[[ DATA PROVIDED open ]]

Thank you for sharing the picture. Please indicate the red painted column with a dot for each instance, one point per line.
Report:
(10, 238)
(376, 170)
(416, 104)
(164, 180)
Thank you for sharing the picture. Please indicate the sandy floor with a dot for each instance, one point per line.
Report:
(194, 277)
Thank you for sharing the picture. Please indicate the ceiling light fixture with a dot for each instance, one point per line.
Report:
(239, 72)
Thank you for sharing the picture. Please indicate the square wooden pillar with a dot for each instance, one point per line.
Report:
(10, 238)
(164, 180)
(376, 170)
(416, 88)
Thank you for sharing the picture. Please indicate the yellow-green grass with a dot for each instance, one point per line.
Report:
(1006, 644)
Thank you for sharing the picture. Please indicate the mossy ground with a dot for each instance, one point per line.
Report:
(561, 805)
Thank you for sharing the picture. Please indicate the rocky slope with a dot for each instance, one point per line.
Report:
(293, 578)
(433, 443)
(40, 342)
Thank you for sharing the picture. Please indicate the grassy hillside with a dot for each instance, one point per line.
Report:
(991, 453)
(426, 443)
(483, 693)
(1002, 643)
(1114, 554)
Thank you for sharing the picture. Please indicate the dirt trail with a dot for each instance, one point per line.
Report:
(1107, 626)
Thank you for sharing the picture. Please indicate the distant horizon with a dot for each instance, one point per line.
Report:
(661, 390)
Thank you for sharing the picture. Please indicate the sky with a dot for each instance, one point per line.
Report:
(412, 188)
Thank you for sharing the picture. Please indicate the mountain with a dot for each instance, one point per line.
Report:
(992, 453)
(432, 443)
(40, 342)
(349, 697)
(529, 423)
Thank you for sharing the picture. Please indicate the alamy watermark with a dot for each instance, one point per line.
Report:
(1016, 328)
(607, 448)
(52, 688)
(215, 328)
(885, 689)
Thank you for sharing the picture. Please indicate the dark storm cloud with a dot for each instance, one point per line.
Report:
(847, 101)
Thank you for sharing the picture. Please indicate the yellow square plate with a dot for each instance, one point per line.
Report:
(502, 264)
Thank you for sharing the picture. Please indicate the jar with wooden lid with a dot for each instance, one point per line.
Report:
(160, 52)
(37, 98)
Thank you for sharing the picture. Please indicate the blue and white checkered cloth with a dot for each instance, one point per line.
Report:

[[ DATA PROVIDED closed ]]

- DIRECTIONS FOR THIS TASK
Line by line, reproduce the data above exactly.

- TASK RESULT
Thank you for sharing the picture. Please indicate the red painted column with a dot for each instance, one point per line.
Report:
(10, 238)
(376, 170)
(416, 104)
(164, 180)
Thank you for sharing the picture. Please indicate the sandy floor with a dot for each instance, one point per line.
Report:
(194, 277)
Thank you for sharing the picture. Please indicate the ceiling light fixture with a dot for each instance, one point per line.
Report:
(239, 72)
Thank you for sharing the picture. Please indicate the square wooden pillar with a dot for each instance, one point per line.
Report:
(10, 238)
(164, 180)
(376, 170)
(416, 88)
Thank you for sharing the picture. Please indicate the yellow-green grass with a dot for each instance, one point per line.
Report:
(1006, 644)
Thank you for sharing the picture. Please indicate the mossy ground with a dot for each instance, one point per line.
Report:
(561, 805)
Thank you for sharing the picture. Please indicate the rocky slope with a dot for each instance, one point per line.
Report:
(293, 578)
(433, 443)
(40, 342)
Thank you for sharing the picture. Please indicate the grassy hillside with a dot for each instance, one point per line.
Report:
(991, 453)
(426, 443)
(483, 693)
(1002, 643)
(1114, 554)
Thank you for sharing the picture. Please indicate the dirt trail with a dot for each instance, one point per line.
Report:
(1107, 626)
Thank you for sharing the picture. Please indicate the distant horizon with a dot for each instance, one point per line.
Report:
(661, 390)
Thank you for sharing the picture. Please indicate the sky with a dot for each instance, one point per line.
Report:
(412, 188)
Thank you for sharing the picture. Please indicate the mountain with a dot for each instance, one point per line.
Report:
(992, 453)
(432, 443)
(40, 342)
(349, 697)
(529, 423)
Thank you for sharing the picture. Please indicate the alamy watermark with a dot for each instance, one point per line.
Report:
(1016, 328)
(607, 448)
(52, 688)
(215, 328)
(885, 689)
Thank you for sharing the picture. Please indicate the dark storm cloud with a dot for each instance, one point per line.
Report:
(847, 101)
Thank you for sharing the picture. Please indicate the yellow square plate with a dot for each instance, one point per line.
Report:
(502, 264)
Thank you for sharing the picture. Please indicate the jar with wooden lid with a dot for each instance, one point per line.
Report:
(160, 52)
(37, 98)
Thank you for sharing the picture. Please indicate the blue and white checkered cloth with a dot for each instance, one point per line.
Report:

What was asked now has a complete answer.